-- Exercise data follows --

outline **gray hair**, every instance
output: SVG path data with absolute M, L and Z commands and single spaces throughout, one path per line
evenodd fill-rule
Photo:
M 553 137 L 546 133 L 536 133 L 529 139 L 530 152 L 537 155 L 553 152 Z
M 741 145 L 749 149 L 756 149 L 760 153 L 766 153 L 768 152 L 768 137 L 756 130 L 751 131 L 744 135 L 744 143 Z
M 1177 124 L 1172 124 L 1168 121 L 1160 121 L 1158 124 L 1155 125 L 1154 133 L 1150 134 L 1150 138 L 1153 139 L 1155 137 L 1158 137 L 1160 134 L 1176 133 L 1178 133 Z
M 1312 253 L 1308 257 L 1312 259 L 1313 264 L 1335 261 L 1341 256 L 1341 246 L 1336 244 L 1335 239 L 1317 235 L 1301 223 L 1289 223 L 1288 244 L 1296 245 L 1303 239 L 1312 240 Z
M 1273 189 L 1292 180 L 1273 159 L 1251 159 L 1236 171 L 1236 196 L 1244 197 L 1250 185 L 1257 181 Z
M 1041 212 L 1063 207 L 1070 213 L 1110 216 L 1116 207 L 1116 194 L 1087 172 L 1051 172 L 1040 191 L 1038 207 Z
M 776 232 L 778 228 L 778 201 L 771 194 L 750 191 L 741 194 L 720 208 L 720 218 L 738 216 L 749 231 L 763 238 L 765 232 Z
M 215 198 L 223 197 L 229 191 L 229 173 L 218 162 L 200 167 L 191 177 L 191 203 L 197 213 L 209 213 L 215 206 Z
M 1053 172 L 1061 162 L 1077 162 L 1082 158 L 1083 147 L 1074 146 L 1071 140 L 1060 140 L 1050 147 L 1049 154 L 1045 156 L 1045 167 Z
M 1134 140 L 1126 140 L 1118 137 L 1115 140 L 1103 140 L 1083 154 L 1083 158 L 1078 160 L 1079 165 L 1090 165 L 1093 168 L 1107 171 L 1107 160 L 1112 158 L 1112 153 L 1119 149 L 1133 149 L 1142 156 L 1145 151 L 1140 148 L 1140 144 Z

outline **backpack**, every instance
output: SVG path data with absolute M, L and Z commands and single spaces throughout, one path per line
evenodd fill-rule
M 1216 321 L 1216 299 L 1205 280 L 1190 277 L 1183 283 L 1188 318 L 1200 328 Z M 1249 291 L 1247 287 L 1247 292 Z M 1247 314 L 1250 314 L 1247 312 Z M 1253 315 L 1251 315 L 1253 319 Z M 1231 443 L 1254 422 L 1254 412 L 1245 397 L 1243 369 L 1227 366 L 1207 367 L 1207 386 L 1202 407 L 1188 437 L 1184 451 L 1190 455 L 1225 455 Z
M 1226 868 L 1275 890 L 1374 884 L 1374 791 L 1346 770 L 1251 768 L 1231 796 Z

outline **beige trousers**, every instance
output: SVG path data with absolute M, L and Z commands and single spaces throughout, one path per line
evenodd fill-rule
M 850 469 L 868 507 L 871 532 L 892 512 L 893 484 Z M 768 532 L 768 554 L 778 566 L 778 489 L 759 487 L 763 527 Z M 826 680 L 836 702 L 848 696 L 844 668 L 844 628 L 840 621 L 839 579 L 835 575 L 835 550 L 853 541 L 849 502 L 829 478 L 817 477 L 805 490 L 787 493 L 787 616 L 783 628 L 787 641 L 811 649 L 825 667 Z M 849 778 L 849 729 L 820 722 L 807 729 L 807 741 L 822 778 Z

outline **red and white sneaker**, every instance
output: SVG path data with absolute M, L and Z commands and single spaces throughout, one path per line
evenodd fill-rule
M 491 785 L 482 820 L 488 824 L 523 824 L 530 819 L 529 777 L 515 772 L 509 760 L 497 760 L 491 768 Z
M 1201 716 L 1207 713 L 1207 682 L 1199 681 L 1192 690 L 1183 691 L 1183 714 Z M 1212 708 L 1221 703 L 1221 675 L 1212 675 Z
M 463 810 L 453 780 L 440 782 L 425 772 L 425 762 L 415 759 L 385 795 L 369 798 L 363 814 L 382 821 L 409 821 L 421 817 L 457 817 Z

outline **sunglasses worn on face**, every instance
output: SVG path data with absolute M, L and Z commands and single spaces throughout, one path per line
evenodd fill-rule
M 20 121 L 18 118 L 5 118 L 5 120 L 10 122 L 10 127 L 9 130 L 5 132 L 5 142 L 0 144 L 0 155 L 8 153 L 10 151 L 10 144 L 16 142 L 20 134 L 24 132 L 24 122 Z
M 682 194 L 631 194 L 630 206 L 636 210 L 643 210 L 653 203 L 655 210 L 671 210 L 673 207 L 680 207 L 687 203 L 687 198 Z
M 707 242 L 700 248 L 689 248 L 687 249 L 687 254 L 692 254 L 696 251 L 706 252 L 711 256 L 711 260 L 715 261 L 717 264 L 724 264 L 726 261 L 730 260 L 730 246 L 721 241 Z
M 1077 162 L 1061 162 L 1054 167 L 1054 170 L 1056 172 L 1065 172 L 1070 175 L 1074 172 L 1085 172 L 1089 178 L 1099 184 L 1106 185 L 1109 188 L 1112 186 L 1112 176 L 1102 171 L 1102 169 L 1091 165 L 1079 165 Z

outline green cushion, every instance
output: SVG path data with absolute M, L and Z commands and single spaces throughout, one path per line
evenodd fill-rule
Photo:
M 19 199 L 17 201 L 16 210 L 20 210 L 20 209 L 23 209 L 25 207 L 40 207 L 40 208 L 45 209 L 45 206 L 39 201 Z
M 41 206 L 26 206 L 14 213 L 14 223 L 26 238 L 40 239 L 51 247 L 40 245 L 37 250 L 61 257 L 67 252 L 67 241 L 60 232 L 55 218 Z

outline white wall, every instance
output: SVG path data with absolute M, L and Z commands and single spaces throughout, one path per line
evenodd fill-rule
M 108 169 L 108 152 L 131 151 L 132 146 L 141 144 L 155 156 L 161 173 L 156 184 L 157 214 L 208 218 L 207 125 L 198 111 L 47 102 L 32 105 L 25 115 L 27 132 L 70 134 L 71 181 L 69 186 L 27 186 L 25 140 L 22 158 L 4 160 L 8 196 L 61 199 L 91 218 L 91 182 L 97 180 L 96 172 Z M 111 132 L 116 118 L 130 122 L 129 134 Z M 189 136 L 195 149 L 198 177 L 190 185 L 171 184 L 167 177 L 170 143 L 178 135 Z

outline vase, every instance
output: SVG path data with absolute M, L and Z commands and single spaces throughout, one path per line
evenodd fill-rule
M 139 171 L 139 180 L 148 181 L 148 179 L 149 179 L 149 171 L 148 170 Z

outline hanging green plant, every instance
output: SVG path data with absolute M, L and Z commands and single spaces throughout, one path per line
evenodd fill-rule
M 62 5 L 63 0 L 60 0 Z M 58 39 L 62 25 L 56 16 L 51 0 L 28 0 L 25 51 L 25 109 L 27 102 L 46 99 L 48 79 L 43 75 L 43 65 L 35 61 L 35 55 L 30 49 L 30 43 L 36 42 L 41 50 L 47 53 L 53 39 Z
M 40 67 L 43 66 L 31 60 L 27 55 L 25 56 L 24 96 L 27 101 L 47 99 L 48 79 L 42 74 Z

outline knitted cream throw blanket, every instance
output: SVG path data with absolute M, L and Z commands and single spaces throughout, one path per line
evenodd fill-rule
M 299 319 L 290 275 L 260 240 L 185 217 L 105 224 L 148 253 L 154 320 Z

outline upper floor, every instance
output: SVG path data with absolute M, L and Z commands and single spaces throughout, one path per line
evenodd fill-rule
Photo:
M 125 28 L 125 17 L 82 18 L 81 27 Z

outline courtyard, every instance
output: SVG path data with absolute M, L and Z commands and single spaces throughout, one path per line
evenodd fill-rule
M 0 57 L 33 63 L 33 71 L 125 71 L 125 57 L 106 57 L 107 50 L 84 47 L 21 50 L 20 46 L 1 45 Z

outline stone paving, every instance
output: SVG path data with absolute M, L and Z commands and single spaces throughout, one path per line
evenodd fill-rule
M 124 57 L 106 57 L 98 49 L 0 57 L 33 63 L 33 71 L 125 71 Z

-- Exercise data concluded --

> [Goal of the exercise] Please copy each line of the entries in which the word "green" shows up.

> [Problem solution]
outline green cushion, every instance
outline hanging green plant, every instance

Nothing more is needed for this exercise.